▶ Exercise goal
Set down exactly the lines from the one containing "query (the noun phrase to segment): **bell" through the last line of the records below, both included, and nothing else.

################

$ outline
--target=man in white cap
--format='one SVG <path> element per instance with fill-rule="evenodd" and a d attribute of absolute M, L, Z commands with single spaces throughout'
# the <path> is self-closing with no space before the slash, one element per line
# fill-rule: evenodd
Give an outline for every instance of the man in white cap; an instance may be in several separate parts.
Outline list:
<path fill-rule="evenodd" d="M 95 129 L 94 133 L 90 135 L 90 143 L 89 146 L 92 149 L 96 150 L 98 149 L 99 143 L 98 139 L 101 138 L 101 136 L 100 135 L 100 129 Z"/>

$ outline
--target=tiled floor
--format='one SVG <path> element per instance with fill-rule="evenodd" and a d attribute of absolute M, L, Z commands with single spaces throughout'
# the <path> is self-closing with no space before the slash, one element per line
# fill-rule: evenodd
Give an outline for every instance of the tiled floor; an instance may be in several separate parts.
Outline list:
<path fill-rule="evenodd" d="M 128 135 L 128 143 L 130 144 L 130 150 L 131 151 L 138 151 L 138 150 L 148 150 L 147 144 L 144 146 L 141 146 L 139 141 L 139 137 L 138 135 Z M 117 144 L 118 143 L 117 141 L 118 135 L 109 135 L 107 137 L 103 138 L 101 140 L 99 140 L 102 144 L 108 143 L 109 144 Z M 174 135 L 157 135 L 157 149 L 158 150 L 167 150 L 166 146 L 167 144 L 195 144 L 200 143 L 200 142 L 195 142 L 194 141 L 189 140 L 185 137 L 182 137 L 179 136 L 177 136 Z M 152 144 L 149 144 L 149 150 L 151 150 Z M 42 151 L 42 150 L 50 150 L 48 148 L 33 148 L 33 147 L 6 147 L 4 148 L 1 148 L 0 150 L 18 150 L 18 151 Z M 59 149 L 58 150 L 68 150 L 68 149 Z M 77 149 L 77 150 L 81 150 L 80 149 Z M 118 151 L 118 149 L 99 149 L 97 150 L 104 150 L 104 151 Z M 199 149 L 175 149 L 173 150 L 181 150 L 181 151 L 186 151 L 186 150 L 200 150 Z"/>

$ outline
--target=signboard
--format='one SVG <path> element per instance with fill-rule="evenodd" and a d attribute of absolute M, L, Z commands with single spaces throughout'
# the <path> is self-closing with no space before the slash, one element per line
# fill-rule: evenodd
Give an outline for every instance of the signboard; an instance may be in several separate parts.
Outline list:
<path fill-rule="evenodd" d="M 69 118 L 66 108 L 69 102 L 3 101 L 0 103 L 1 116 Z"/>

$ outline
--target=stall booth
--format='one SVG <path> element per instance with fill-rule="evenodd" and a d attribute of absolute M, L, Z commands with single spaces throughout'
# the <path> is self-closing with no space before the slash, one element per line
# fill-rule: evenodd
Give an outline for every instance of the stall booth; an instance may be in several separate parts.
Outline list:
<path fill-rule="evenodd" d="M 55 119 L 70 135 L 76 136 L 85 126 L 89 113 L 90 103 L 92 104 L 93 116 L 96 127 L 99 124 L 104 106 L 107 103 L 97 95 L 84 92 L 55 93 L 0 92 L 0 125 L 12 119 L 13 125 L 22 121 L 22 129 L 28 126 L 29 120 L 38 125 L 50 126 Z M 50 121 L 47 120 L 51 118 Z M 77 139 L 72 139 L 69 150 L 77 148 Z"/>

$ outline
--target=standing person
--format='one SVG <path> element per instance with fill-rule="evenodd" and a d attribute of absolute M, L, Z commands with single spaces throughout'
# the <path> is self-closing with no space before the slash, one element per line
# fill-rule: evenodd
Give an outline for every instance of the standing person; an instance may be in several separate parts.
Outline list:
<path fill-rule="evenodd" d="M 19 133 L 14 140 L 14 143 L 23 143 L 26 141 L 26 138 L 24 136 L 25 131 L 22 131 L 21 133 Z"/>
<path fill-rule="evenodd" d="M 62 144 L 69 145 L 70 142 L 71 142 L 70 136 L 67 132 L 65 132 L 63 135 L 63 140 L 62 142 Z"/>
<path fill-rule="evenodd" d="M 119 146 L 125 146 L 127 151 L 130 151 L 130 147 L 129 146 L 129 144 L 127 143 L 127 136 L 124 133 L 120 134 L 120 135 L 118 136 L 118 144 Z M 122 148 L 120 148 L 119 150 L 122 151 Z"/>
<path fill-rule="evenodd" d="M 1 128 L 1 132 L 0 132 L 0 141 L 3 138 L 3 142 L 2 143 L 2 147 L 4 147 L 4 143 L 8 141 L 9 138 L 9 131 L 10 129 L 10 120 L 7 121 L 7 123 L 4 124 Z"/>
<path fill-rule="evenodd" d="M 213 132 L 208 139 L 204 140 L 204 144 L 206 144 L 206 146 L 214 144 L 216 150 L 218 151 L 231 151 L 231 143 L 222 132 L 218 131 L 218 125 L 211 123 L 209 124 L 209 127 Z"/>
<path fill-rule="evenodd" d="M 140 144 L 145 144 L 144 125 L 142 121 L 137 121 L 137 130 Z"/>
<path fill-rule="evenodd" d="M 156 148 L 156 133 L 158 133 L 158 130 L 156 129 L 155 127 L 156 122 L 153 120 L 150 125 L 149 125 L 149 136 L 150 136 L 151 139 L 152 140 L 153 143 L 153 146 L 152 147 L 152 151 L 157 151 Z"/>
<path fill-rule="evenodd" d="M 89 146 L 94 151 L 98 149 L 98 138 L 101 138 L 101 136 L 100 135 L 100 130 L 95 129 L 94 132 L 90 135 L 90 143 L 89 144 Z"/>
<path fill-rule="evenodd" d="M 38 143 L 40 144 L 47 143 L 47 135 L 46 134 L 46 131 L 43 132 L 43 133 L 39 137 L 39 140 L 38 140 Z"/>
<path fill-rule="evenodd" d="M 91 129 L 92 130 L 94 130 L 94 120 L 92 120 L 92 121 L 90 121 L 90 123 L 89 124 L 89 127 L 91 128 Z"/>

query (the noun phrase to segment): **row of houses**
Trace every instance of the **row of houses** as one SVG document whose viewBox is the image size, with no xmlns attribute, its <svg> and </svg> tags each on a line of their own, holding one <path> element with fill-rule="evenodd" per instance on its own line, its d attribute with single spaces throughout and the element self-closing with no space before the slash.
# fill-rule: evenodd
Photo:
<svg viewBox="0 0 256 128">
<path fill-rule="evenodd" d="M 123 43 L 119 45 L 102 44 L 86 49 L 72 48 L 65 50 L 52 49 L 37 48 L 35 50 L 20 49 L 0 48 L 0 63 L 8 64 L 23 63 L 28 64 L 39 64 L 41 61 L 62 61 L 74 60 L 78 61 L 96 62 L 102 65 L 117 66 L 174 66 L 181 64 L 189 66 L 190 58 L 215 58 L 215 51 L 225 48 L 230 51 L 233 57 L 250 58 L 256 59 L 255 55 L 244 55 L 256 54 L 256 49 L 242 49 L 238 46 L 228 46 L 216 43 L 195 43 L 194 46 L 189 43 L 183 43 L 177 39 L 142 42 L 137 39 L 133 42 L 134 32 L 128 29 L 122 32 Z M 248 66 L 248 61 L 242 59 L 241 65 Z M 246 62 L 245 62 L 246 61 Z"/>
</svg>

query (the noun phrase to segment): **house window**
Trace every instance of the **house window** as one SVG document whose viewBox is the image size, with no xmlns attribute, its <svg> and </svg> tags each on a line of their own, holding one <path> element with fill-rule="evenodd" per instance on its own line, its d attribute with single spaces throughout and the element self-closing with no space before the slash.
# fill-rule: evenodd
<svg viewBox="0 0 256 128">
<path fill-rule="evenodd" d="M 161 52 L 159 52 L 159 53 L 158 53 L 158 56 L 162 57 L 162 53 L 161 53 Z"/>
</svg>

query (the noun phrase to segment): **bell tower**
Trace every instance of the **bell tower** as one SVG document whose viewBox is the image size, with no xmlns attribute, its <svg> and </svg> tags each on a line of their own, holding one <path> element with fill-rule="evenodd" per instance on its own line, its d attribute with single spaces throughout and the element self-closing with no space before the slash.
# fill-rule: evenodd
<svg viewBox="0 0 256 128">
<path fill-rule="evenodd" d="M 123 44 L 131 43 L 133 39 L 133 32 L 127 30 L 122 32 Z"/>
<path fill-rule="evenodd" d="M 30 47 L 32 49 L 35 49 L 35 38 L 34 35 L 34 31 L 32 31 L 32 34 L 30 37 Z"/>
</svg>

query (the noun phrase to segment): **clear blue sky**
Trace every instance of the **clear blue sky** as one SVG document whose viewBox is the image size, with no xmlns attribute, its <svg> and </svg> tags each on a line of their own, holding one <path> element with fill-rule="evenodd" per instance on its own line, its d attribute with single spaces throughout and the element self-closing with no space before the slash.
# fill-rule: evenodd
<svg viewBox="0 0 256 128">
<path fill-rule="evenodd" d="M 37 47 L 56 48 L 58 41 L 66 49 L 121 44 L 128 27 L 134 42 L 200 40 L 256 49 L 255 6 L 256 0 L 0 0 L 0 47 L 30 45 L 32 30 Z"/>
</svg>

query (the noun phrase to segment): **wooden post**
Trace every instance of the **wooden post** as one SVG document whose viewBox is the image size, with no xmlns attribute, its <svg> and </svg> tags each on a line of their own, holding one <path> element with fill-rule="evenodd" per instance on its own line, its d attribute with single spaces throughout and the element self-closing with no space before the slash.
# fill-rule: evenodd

################

▶ Task answer
query (the noun phrase to segment): **bell tower**
Trace every instance of the **bell tower** as one SVG document whose viewBox is the image size, with no xmlns attribute, its <svg> and </svg> tags each on a line of their own, holding one <path> element with fill-rule="evenodd" per instance on its own line, its d attribute with single spaces throughout and the element self-closing with no space before the slash.
# fill-rule: evenodd
<svg viewBox="0 0 256 128">
<path fill-rule="evenodd" d="M 123 44 L 131 43 L 133 39 L 133 32 L 127 30 L 122 32 Z"/>
<path fill-rule="evenodd" d="M 30 47 L 32 49 L 35 49 L 35 38 L 34 35 L 34 31 L 32 31 L 32 34 L 30 37 Z"/>
</svg>

query (the noun phrase to segment): **clear blue sky**
Trace every instance of the **clear blue sky** as one SVG document whose viewBox is the image size, with no xmlns attribute, its <svg> and </svg> tags each on a line of their own, holding one <path> element with fill-rule="evenodd" per instance on its own line, its d attribute with single spaces throughout and the element self-closing with no space before the slash.
# fill-rule: evenodd
<svg viewBox="0 0 256 128">
<path fill-rule="evenodd" d="M 37 47 L 56 48 L 58 41 L 66 49 L 121 44 L 128 27 L 134 42 L 200 40 L 256 49 L 255 6 L 256 0 L 0 0 L 0 47 L 30 45 L 32 30 Z"/>
</svg>

query (the noun phrase to segment): **wooden post**
Trace every instance of the **wooden post** as one SVG document whose viewBox is the image size, with no xmlns attribute, its <svg> and </svg> tags each on a line of their own, holding one <path> element with fill-rule="evenodd" per instance on its own line, its d attribute with single spaces throughout and the element self-closing with no space before the slash.
# fill-rule: evenodd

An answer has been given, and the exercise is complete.